*Set problem*. List every line of the material below that contains the word "dipper". Case counts.

-- start of Materials provided --

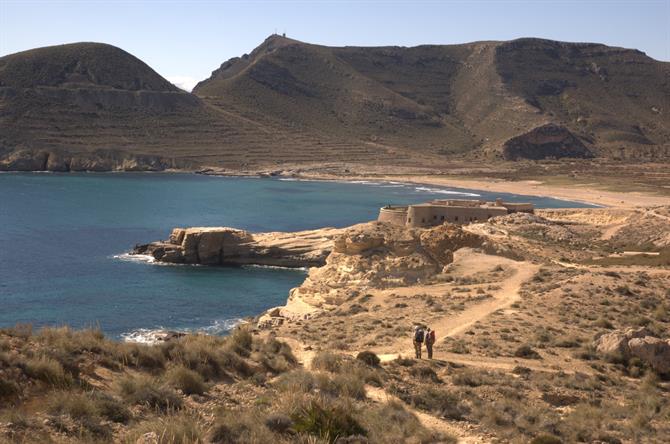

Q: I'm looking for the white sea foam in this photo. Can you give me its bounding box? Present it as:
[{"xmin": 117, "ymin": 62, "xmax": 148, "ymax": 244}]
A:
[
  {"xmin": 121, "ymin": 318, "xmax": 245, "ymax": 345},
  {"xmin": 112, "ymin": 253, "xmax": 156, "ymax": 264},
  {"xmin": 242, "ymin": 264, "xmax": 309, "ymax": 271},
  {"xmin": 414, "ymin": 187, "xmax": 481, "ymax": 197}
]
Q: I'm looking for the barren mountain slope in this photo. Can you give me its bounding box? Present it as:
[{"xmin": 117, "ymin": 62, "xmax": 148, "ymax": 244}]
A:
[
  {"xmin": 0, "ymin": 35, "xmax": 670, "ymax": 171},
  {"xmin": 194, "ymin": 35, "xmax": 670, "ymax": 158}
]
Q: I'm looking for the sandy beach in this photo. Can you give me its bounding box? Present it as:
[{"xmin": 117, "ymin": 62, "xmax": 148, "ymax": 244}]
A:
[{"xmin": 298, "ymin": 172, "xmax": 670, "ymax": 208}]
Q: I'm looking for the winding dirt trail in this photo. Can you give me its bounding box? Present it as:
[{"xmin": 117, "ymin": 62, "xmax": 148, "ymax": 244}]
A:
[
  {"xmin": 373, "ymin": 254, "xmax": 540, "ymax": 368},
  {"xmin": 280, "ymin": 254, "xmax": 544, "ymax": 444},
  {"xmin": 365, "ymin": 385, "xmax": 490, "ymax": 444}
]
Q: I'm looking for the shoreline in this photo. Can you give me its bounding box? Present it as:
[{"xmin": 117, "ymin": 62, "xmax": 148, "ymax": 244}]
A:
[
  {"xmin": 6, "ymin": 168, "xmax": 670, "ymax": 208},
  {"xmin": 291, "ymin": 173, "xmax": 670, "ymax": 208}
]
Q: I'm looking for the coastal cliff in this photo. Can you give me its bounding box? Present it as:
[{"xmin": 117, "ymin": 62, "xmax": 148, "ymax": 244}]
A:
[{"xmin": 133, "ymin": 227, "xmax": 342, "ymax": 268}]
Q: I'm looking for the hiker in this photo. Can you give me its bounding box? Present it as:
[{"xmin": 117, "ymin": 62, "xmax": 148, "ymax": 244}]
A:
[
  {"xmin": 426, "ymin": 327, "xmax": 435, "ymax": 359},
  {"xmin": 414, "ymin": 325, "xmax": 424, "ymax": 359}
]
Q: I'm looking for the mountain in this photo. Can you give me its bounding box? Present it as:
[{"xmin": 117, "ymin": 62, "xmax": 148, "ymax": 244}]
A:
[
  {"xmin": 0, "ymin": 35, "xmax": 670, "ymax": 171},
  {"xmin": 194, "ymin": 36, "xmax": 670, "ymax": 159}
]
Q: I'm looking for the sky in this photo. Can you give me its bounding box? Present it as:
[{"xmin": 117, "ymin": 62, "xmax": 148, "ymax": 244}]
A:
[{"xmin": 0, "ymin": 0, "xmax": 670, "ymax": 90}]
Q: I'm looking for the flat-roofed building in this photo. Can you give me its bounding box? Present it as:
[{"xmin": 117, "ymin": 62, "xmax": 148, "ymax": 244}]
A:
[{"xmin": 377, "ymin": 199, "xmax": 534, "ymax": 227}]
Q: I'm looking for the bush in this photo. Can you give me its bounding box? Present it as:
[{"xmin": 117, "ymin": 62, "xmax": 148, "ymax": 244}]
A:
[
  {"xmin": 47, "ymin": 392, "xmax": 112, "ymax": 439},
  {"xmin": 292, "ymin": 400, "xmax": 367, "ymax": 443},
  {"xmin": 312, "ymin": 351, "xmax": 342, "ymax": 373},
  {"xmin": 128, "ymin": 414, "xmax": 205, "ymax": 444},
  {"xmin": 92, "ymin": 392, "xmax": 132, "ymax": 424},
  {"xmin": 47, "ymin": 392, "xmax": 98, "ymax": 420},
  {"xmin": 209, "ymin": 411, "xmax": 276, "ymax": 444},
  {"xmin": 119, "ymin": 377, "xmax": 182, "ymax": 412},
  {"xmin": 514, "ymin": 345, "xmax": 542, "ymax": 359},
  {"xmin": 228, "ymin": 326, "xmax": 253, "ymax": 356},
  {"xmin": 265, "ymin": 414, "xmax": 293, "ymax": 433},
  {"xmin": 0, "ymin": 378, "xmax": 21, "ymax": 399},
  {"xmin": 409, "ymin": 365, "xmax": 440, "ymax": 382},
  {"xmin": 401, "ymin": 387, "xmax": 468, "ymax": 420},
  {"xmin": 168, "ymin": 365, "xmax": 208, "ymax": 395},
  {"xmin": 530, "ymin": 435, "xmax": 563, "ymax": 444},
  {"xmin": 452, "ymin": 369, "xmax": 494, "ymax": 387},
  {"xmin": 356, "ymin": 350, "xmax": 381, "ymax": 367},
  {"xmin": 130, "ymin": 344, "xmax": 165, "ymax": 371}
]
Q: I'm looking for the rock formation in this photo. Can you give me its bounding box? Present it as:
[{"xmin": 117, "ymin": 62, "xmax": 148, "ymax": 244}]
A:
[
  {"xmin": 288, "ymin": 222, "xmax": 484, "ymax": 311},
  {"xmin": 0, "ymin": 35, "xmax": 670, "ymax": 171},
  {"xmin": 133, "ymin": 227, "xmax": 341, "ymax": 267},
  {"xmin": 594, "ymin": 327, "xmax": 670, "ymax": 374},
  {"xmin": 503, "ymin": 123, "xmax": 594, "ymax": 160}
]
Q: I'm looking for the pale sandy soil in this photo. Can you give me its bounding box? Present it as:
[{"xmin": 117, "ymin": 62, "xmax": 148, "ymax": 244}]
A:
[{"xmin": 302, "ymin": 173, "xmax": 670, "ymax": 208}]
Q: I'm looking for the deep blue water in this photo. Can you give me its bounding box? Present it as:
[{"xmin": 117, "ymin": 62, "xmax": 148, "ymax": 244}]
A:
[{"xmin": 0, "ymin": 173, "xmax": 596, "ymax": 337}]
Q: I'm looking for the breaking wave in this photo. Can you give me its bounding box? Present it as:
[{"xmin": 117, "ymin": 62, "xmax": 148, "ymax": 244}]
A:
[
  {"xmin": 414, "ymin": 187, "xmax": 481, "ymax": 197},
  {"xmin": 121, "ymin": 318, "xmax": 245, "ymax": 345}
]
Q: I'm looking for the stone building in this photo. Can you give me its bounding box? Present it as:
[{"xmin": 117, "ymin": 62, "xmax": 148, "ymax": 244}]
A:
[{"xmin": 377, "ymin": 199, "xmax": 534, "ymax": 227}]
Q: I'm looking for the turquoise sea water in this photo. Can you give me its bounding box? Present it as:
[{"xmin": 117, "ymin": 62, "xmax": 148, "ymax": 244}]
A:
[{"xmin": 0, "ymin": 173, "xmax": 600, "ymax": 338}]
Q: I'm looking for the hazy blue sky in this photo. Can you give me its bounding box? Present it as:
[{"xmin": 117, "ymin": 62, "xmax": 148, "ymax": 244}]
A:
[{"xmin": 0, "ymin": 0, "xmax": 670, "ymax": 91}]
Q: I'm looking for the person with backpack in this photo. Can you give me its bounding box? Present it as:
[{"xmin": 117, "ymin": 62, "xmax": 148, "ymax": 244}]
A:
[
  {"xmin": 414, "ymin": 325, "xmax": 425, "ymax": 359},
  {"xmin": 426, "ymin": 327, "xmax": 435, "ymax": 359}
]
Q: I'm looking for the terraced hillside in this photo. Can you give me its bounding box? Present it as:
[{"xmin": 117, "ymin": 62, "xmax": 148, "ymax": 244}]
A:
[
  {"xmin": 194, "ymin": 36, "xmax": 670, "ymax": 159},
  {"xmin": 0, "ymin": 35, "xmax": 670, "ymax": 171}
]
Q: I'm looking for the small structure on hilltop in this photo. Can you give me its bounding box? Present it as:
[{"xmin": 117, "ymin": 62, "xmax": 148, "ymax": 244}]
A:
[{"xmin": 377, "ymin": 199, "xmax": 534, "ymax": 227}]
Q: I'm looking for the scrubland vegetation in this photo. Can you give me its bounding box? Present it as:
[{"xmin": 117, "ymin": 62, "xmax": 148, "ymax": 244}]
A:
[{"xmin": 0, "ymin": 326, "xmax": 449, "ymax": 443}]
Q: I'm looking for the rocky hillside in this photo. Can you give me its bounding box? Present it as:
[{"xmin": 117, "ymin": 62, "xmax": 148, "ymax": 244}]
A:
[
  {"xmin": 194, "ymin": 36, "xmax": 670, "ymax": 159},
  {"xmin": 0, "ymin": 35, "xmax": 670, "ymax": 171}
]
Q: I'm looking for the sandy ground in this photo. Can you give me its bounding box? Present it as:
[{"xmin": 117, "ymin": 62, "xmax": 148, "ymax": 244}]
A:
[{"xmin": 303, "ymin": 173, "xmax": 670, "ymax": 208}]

-- end of Materials provided --
-- start of Materials provided --

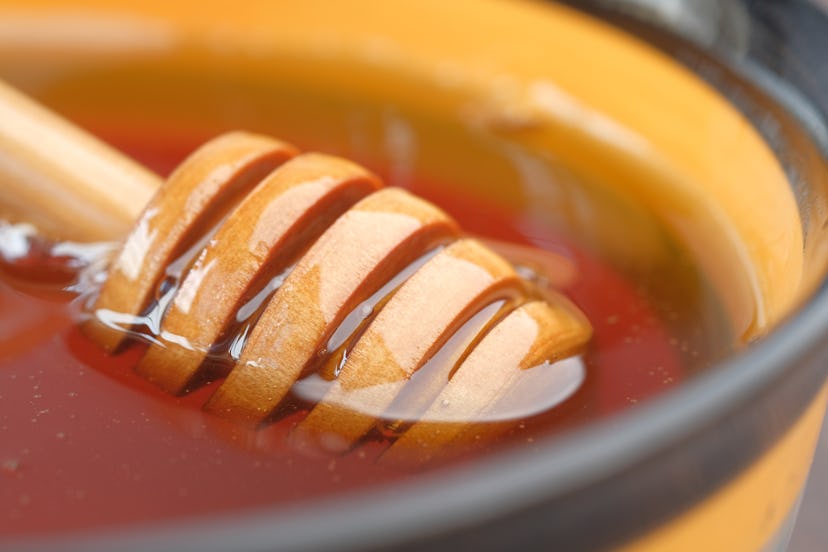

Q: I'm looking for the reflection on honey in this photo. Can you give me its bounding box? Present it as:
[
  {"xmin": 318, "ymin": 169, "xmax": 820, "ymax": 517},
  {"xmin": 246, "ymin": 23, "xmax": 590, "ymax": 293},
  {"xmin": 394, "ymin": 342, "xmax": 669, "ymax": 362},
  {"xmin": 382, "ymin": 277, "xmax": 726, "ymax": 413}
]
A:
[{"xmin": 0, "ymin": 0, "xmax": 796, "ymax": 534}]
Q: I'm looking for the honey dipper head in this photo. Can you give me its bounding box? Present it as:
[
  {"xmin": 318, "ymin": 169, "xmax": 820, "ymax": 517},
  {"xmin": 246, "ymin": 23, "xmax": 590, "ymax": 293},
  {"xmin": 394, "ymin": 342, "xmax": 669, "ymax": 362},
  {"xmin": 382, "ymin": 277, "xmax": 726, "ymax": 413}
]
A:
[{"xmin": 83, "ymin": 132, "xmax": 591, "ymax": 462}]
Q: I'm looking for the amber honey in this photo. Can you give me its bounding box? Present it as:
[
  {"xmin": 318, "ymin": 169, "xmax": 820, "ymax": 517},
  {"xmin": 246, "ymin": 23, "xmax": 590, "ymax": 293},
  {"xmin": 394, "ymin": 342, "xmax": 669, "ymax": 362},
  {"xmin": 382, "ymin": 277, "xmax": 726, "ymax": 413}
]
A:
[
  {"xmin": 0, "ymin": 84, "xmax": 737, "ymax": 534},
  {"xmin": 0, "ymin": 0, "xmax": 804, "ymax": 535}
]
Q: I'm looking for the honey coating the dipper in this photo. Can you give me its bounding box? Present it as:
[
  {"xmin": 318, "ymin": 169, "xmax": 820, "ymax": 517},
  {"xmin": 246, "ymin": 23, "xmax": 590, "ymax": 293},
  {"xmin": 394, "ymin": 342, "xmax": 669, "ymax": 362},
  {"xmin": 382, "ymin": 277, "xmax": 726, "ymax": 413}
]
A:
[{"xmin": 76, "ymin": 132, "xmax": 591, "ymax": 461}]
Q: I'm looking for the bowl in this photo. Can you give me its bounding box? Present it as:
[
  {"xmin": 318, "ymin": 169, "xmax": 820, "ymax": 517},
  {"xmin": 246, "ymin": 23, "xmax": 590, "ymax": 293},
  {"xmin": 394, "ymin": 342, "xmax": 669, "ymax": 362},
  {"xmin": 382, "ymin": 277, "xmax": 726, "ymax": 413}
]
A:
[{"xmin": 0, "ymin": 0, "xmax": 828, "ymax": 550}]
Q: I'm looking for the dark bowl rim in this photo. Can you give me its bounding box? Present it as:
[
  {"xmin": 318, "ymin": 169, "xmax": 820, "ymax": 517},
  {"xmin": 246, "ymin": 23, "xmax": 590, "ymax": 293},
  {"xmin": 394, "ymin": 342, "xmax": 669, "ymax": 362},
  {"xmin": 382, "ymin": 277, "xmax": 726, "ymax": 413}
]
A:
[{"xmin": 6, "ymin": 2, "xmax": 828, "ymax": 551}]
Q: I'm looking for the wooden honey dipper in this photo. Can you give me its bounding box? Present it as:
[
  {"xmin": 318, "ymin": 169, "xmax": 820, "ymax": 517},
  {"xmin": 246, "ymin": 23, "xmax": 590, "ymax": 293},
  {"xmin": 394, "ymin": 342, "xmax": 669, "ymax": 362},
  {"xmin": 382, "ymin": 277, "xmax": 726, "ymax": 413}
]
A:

-- end of Materials provided --
-- start of Materials provided --

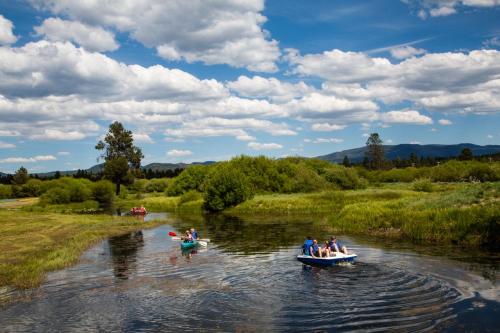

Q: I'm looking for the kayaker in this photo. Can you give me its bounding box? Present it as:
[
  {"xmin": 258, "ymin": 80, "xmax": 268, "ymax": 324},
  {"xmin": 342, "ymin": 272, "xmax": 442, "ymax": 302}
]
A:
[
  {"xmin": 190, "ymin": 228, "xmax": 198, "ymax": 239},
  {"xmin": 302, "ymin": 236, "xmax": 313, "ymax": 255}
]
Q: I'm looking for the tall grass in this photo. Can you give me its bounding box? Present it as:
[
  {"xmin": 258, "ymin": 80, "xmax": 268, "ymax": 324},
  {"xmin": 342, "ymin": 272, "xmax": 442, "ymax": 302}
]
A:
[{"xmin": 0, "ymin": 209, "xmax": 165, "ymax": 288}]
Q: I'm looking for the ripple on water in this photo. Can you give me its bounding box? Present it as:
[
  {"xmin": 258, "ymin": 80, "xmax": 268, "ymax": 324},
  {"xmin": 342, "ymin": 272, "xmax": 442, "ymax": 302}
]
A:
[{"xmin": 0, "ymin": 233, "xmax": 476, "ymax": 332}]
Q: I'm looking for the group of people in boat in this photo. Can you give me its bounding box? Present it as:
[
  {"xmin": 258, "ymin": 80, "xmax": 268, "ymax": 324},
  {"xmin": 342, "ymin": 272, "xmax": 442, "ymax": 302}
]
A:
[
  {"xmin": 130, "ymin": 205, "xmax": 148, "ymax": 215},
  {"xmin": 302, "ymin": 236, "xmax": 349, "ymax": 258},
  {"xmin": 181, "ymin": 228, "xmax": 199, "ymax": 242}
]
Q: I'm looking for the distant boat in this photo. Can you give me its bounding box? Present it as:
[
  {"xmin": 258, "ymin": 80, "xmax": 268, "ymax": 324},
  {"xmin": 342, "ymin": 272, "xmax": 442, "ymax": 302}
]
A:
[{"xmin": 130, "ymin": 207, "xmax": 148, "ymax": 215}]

-- end of Materials provided --

*Correct output*.
Q: I'm looking for the honey dipper head in this photo. Can you give me its bounding box? Present it as:
Q: I'm looking for the honey coating the dipper in this photo. Can you give me its bounding box? Present it as:
Q: I'm looking for the wooden honey dipper in this photo. Can you give me its bounding box? Present it as:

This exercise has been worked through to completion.